Supplied material —
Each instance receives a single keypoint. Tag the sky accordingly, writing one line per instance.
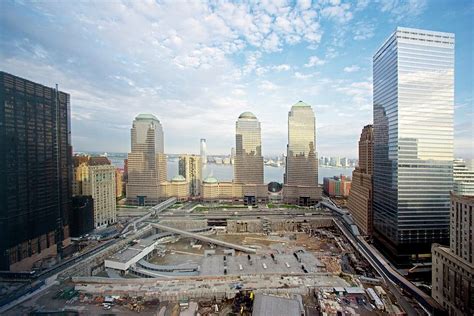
(197, 65)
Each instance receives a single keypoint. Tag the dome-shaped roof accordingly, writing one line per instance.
(210, 179)
(301, 103)
(248, 115)
(178, 178)
(146, 116)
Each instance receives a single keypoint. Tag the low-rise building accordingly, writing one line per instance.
(250, 194)
(360, 201)
(337, 186)
(301, 195)
(178, 187)
(453, 266)
(95, 176)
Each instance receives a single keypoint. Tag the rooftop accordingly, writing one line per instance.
(178, 178)
(146, 116)
(248, 115)
(274, 305)
(300, 103)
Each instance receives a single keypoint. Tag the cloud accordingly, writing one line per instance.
(282, 67)
(363, 30)
(197, 65)
(402, 9)
(337, 11)
(314, 61)
(268, 86)
(299, 75)
(352, 68)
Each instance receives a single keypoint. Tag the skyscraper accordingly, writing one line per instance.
(301, 160)
(413, 87)
(361, 195)
(146, 161)
(301, 173)
(203, 151)
(248, 166)
(35, 172)
(190, 167)
(95, 176)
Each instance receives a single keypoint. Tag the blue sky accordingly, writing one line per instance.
(198, 65)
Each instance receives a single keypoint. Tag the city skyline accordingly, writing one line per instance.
(208, 77)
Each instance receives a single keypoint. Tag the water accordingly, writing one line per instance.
(226, 172)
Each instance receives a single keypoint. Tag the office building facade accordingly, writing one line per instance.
(35, 172)
(82, 215)
(361, 195)
(248, 162)
(453, 267)
(301, 171)
(190, 167)
(463, 178)
(301, 159)
(203, 151)
(413, 91)
(146, 165)
(95, 176)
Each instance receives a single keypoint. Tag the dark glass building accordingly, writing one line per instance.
(82, 216)
(35, 172)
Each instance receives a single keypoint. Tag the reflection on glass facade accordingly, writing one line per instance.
(146, 161)
(301, 161)
(413, 76)
(35, 171)
(248, 163)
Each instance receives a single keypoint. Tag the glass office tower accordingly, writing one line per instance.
(35, 172)
(248, 166)
(413, 73)
(301, 159)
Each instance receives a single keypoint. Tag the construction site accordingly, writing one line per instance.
(224, 262)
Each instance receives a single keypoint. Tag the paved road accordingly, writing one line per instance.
(407, 307)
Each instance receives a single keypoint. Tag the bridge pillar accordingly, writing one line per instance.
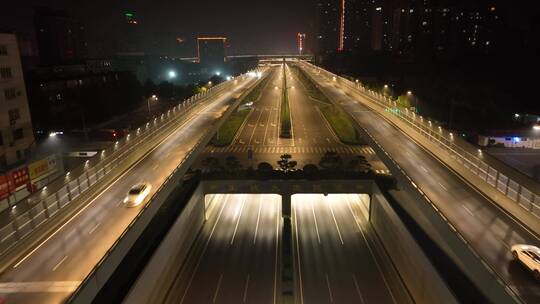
(286, 205)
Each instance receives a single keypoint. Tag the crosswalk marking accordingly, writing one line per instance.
(291, 149)
(25, 287)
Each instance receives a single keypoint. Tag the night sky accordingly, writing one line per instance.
(251, 26)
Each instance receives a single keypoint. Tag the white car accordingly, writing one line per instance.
(137, 194)
(529, 256)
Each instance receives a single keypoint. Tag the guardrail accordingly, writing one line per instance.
(457, 148)
(61, 193)
(484, 275)
(99, 273)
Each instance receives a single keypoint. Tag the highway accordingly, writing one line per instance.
(310, 128)
(335, 262)
(490, 230)
(57, 265)
(312, 136)
(236, 257)
(261, 126)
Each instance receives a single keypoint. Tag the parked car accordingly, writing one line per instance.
(529, 256)
(137, 194)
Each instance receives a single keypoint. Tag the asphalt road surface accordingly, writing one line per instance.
(334, 261)
(312, 135)
(261, 127)
(488, 229)
(236, 257)
(55, 268)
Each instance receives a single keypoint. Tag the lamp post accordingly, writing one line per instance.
(153, 98)
(410, 94)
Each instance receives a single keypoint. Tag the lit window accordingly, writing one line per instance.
(5, 73)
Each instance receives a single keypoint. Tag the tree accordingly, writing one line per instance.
(286, 164)
(232, 163)
(265, 167)
(310, 169)
(331, 161)
(210, 164)
(149, 88)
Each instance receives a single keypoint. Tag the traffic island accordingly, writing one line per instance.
(285, 113)
(225, 135)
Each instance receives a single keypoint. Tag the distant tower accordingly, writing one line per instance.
(301, 37)
(341, 45)
(130, 42)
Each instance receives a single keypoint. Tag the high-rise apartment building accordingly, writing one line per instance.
(406, 27)
(328, 26)
(211, 52)
(16, 135)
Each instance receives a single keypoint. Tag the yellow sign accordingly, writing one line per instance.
(39, 168)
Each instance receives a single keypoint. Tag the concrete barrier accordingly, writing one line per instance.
(167, 261)
(101, 273)
(439, 229)
(418, 274)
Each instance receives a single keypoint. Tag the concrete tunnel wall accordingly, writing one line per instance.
(419, 276)
(168, 259)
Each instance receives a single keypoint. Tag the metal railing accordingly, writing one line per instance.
(61, 193)
(193, 152)
(496, 277)
(457, 148)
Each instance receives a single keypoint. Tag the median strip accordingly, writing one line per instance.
(225, 134)
(285, 113)
(335, 116)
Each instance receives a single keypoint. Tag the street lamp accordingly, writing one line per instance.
(409, 93)
(153, 98)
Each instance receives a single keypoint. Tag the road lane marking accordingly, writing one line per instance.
(442, 186)
(255, 128)
(204, 250)
(217, 288)
(278, 217)
(316, 226)
(335, 222)
(238, 220)
(329, 289)
(245, 289)
(468, 210)
(258, 217)
(298, 256)
(371, 252)
(93, 228)
(42, 286)
(144, 157)
(60, 263)
(358, 289)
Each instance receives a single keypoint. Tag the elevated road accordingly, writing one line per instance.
(236, 257)
(490, 230)
(57, 265)
(335, 262)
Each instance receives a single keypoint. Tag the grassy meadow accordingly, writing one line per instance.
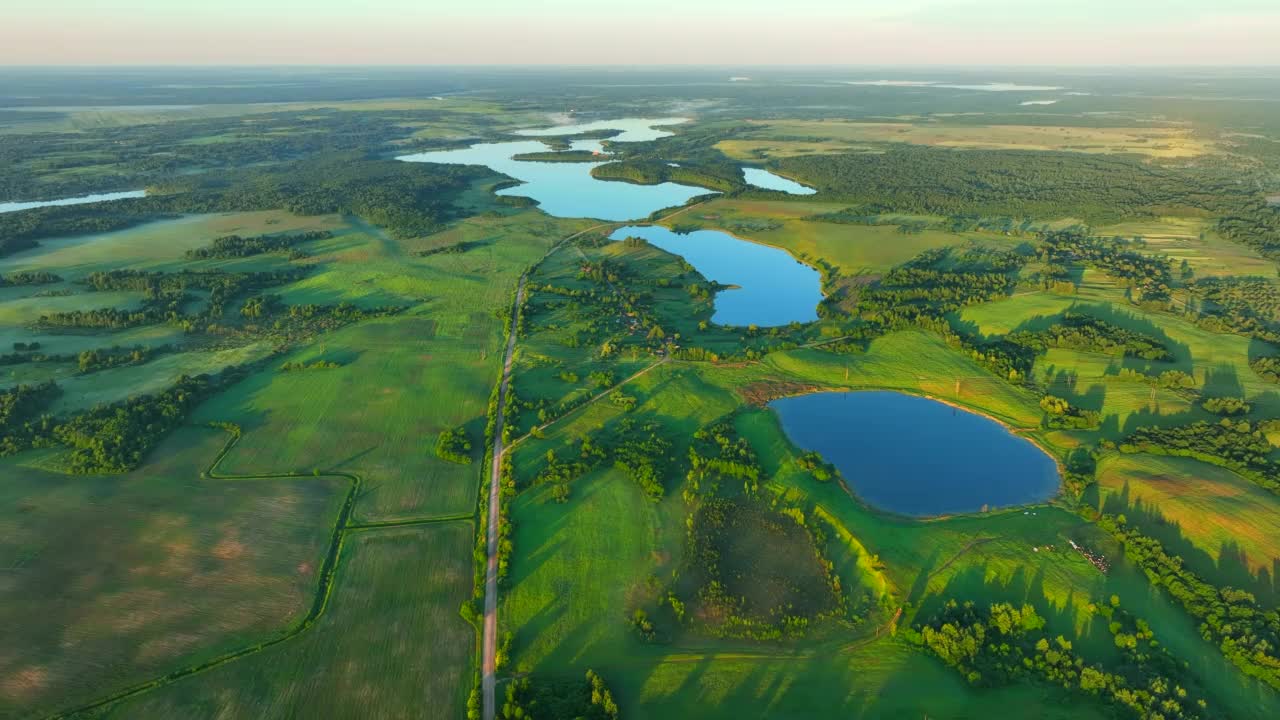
(365, 652)
(110, 580)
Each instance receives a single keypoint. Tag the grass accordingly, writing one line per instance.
(109, 386)
(391, 642)
(1217, 361)
(854, 250)
(1225, 528)
(1193, 240)
(414, 374)
(110, 580)
(844, 136)
(156, 246)
(411, 379)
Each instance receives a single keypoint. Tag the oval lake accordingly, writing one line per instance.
(567, 190)
(918, 456)
(768, 181)
(82, 200)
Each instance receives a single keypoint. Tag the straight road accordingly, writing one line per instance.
(488, 666)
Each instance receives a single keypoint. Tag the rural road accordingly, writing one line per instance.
(489, 650)
(490, 582)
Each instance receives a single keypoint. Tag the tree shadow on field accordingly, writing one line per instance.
(1258, 349)
(1066, 384)
(922, 579)
(1223, 381)
(1152, 417)
(1230, 569)
(982, 586)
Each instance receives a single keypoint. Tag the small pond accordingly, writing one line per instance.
(772, 287)
(82, 200)
(918, 456)
(768, 181)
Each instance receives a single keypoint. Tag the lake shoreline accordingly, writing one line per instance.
(1013, 431)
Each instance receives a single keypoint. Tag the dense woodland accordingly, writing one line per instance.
(1096, 188)
(1004, 643)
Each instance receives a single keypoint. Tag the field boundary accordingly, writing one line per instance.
(328, 572)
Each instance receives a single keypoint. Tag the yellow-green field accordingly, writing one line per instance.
(1193, 240)
(389, 643)
(112, 580)
(776, 139)
(1226, 528)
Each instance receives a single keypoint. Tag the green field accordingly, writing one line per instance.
(1223, 525)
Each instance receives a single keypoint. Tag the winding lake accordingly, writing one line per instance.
(567, 190)
(918, 456)
(768, 181)
(82, 200)
(773, 288)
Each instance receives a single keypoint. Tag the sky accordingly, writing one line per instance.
(641, 32)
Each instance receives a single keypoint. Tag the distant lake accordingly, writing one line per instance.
(768, 181)
(775, 287)
(81, 200)
(918, 456)
(634, 130)
(567, 190)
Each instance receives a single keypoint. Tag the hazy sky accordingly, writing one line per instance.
(1008, 32)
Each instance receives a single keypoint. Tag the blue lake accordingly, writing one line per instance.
(775, 288)
(82, 200)
(567, 190)
(918, 456)
(768, 181)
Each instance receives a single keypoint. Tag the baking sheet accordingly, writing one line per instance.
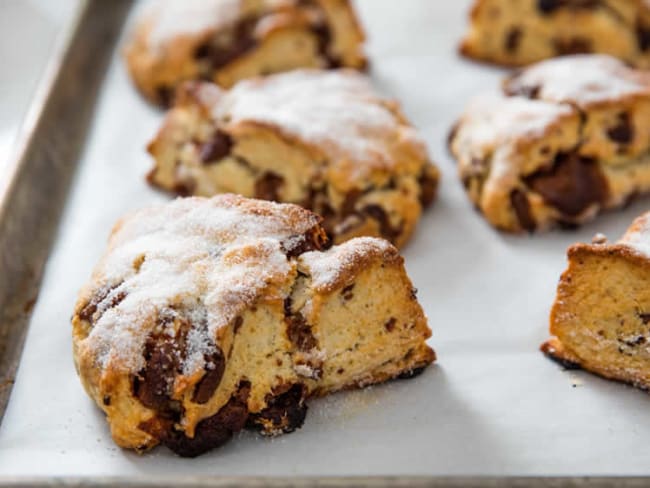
(492, 405)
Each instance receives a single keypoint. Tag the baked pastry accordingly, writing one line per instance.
(521, 32)
(323, 140)
(228, 40)
(601, 316)
(207, 315)
(567, 138)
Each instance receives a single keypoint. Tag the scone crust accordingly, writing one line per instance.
(512, 34)
(566, 139)
(208, 315)
(228, 40)
(324, 140)
(595, 265)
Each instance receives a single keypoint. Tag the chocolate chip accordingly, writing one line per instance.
(643, 37)
(346, 292)
(207, 385)
(622, 132)
(267, 186)
(312, 240)
(243, 40)
(284, 413)
(216, 148)
(298, 331)
(411, 373)
(513, 39)
(428, 187)
(521, 206)
(645, 318)
(574, 45)
(571, 185)
(98, 300)
(385, 227)
(209, 433)
(390, 324)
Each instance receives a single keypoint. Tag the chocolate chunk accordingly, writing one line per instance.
(623, 131)
(574, 45)
(411, 373)
(312, 240)
(87, 313)
(521, 206)
(243, 40)
(643, 37)
(513, 39)
(428, 187)
(298, 331)
(346, 292)
(390, 324)
(285, 412)
(215, 149)
(385, 227)
(211, 432)
(267, 186)
(207, 385)
(572, 185)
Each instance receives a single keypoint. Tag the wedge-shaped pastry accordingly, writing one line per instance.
(566, 139)
(208, 315)
(228, 40)
(601, 317)
(521, 32)
(323, 140)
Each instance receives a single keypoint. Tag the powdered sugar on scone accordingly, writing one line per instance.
(204, 260)
(336, 112)
(582, 80)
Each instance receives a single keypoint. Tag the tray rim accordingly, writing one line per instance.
(44, 92)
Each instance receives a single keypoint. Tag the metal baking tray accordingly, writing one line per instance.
(492, 412)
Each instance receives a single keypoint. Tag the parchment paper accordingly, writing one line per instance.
(491, 405)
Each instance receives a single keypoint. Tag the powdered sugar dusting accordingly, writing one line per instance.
(583, 79)
(204, 260)
(638, 235)
(337, 111)
(328, 268)
(494, 119)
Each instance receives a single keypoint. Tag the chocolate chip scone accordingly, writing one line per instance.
(208, 315)
(566, 139)
(521, 32)
(324, 140)
(601, 317)
(228, 40)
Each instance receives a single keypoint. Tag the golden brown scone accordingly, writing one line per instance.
(228, 40)
(321, 139)
(601, 316)
(521, 32)
(208, 315)
(566, 139)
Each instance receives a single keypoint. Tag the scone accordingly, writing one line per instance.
(228, 40)
(521, 32)
(601, 317)
(566, 139)
(321, 139)
(208, 315)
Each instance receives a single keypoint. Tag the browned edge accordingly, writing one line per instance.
(332, 482)
(34, 189)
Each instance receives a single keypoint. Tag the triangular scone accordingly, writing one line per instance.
(601, 317)
(228, 40)
(520, 32)
(207, 315)
(566, 139)
(324, 140)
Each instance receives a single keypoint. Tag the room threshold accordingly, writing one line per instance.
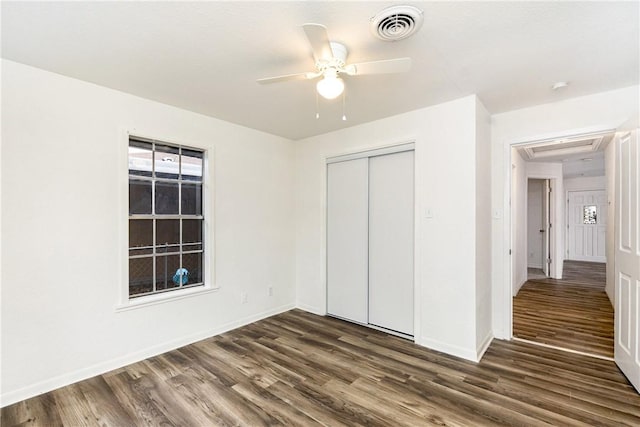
(567, 350)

Work to complete —
Reproduce the listing word for word from the line containing "the scone accordingly, writing one line per instance." through the end of the listing, both ends included. Omit the pictures.

Final result —
Each instance receives a single keypoint. Tag the scone accordingly, writing one line per instance.
(228, 40)
(521, 32)
(601, 317)
(566, 139)
(321, 139)
(208, 315)
Each instance receives a single keypoint. Tag the browned edge accordingly, writing one line per instance.
(332, 482)
(34, 189)
Each instance receives a single keypoint. Tag the triangular scone accordingly, writing one line per instance.
(601, 317)
(228, 40)
(520, 32)
(207, 315)
(566, 139)
(324, 140)
Each instance receives a single keypoint. Tag the room threshold accordingly, writing one line per instance.
(567, 350)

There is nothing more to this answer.